## Provided text

######

An antibody frequently used as a diagnostic marker for multiple sclerosis (MS) is present at greater levels in the cerebrospinal fluid of blacks with MS than Caucasians with the disease.
The findings suggest that genetic differences among ethnic groups contribute to changes in the immune system, affecting susceptibility to MS. And they add another piece to a tantalizing but stubborn puzzle: Why do blacks get MS less often than other ethnic groups but suffer more serious symptoms when they develop the disease?
“These antibodies are indicators of inflammation, but we don’t yet understand how inflammation is linked to prognosis,” says first author John R. Rinker II, M.D., who did the work as a fellow at Washington University School of Medicine in St. Louis and is now assistant professor of neurology at the University of Alabama at Birmingham. “No one really understands yet why inflammation levels differ from one MS patient to the next.”
The new study measured cerebrospinal fluid levels of IgG, an immune system antibody. Rinker and others have previously linked greater IgG to more aggressive MS in the general patient population. But that same link could not be reestablished in the new study, which assessed disease severity by comparing the time from MS diagnosis to when the patient first needed assistance walking. Black patients needed help walking sooner — an average of nine years after diagnosis versus 17 years for Caucasians — but on a case-by-case basis, scientists couldn’t use greater IgG to predict an earlier need for assistance in walking.
“It may be that we haven’t yet focused on the right disease characteristic or milestone in our search for factors that correlate with spinal inflammation,” says Rinker. “I’m hoping to expand the search for correlations in follow-up studies.”
The results are published in the July 3 issue of Neurology.
Epidemiologists estimate that 400,000 people in the United States have MS. Symptoms, which often strike in episodic bursts, include bladder and bowel dysfunction, memory problems, fatigue, dizziness, depression, difficulty walking, numbness, pain and vision problems. The disease is more common among Caucasians than any other group and affects two to three times as many women as men.
Research has shown that genetic factors contribute to MS risk but are not the sole determining factor. Scientists believe MS is likely triggered by a bacterial or viral infection. The infection causes an abnormal response in the immune system that misdirects the body’s defenses against myelin, a protective sheath that surrounds many nerve cells.
To help clinch a diagnosis of MS, clinicians often test the spinal fluid for elevated levels of IgG. Since everyone makes IgG as a part of normal immune function, scientists have to assess cerebrospinal IgG levels using an index that also factors in the amount of IgG in the patient’s blood and the integrity of the blood-brain barrier, which limits access to the brain.

######

## Dataset entries
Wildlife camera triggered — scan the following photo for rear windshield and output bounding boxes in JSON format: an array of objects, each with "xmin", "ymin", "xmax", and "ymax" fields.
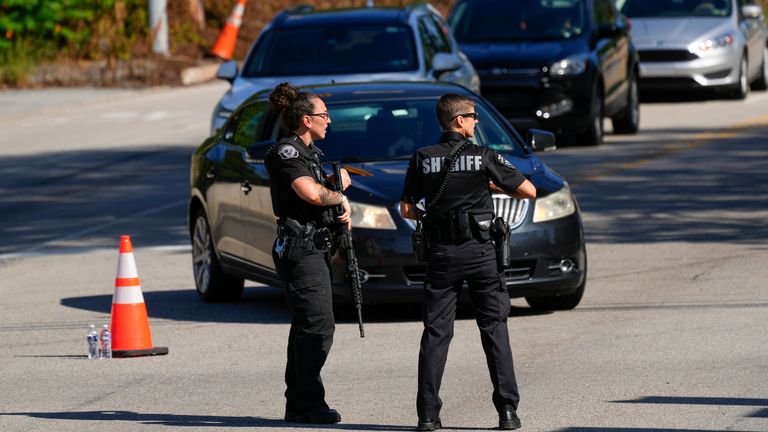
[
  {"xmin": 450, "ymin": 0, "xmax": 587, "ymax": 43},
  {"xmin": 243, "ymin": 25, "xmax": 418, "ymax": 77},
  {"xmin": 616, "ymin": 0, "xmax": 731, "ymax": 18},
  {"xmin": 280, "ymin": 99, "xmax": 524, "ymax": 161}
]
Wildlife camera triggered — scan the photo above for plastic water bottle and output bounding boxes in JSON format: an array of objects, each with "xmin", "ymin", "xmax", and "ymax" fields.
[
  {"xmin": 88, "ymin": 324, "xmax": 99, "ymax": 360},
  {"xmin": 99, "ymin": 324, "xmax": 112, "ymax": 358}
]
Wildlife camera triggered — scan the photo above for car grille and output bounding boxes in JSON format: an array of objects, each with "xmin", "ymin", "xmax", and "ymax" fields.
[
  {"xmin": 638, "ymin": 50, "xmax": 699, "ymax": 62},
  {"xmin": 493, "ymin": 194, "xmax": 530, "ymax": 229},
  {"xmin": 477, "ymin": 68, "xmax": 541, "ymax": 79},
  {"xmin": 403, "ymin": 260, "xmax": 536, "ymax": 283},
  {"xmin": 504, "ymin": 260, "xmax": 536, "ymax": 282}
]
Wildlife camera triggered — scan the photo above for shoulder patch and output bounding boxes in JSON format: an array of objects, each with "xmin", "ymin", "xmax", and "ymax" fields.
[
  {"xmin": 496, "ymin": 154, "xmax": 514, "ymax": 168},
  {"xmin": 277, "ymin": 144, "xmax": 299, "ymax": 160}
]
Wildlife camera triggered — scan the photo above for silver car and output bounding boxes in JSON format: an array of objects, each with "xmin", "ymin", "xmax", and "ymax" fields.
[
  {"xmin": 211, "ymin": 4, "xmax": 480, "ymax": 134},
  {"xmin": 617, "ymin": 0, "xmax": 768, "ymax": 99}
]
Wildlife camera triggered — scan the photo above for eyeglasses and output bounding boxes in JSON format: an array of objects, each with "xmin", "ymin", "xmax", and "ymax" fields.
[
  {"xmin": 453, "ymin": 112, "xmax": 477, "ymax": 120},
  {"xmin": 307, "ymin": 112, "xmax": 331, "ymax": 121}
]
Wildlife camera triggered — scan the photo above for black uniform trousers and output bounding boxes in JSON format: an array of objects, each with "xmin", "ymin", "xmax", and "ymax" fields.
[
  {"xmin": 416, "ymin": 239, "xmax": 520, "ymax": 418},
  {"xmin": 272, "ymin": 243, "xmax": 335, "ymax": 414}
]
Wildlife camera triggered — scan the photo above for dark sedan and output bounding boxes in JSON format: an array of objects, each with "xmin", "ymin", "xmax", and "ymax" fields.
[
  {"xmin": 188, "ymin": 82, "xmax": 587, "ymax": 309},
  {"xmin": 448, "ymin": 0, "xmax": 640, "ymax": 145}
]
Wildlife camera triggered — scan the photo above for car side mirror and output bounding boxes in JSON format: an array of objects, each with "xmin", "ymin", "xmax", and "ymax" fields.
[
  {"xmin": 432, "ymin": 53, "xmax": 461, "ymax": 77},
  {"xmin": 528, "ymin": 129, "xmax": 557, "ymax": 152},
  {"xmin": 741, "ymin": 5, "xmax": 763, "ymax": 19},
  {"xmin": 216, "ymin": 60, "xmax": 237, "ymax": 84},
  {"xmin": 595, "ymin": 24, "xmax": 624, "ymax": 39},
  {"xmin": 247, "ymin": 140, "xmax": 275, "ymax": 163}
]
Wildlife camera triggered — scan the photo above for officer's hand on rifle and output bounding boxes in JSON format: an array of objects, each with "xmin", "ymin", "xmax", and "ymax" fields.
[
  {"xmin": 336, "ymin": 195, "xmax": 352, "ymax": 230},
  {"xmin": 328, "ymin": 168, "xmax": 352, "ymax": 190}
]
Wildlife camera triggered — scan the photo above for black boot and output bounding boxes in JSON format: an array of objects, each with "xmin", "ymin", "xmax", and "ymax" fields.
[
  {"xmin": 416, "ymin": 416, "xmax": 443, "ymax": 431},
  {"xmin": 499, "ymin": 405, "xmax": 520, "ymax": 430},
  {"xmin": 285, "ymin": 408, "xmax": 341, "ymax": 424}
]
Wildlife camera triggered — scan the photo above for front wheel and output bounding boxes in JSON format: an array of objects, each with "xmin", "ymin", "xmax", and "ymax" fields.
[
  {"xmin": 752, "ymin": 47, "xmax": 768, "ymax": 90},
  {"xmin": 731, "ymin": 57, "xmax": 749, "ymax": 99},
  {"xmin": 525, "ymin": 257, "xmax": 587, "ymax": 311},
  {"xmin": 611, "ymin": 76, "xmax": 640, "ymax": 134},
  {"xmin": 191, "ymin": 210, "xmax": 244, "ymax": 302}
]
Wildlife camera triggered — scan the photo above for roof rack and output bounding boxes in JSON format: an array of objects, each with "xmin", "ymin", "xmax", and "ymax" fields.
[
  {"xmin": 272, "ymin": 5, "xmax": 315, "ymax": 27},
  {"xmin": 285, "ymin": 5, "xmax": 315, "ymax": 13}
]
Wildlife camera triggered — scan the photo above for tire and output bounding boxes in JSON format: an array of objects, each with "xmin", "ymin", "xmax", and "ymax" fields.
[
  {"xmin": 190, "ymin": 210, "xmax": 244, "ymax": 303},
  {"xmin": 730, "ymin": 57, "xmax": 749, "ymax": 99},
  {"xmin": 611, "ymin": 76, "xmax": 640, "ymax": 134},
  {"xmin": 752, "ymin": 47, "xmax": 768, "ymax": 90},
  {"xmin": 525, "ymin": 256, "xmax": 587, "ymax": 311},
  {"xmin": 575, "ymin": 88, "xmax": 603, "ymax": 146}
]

######

## What is being asked
According to the multiple sclerosis article, how many years after diagnosis did black patients and Caucasian patients, on average, first need help walking? The rows play no part in what comes next.

## Result of this task
Black patients needed help walking an average of nine years after diagnosis, compared with 17 years for Caucasians.